PASSAGE PROVIDED:
The use of JSON struct in clickhouse results in high storage space consumption #481

shenqidebaozi · 2024-03-20T02:55:18Z

For the same 10 million traces, qryn requires 18GB of storage, while uptrace only requires 4GB, which seems to be due to the inability to optimize the payload use of JSON.

qryn/lib/db/maintain/scripts.js

Lines 158 to 170 in b4cda9e

 `CREATE TABLE IF NOT EXISTS {{DB}}.traces_input {{{OnCluster}}} ( 

  oid String DEFAULT '0', 

  trace_id String, 

  span_id String, 

  parent_id String, 

  name String, 

  timestamp_ns Int64 CODEC(DoubleDelta), 

  duration_ns Int64, 

  service_name String, 

  payload_type Int8, 

  payload String, 

  tags Array(Tuple(String, String)) 

  ) Engine=Null`,

akvlad · 2024-03-20T08:28:36Z

@shenqidebaozi do you have any performance comparison of the traces search procedure?

shenqidebaozi · 2024-03-20T08:40:03Z

@akvlad Currently, in the research of different products, there is no comparison of trace search performance. But I think storage costs are also important.

DATA BLOCK:
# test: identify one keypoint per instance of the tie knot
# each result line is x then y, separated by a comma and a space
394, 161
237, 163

TASK GOAL: Carry the forum thread on qryn's ClickHouse storage use forward from its last reply.

WRITTEN RESPONSE:
akvlad · 2024-03-20T08:42:46Z

@shenqidebaozi according to your opinion. How many GB of HDD can be a completely equal replacement of 1 CPU core?
In terms of price.

shenqidebaozi · 2024-03-20T14:27:48Z

This is a good question, I don't know how to measure it.
But for me, these projects can run with the same configuration, so I hope qryn can take up less space. I briefly reviewed the code and found that Payload seems to have not been actually used.

lmangani · 2024-03-20T14:36:02Z

If there's anything really unused it can be avoided but I'm not sure that's the case. Compression and codec choices might also play a vital role and should be carefully reviewed.

gaby · 2024-03-21T00:49:35Z

This could be because Uptrace uses zstd compression by default with Clickhouse. Does qryn allow specifying compression?

qryn seems to be using zstd in only 3-4 fields, which explains the difference in size. Having an option to allow using zstd whenever possible, would reduce disk usage substantially.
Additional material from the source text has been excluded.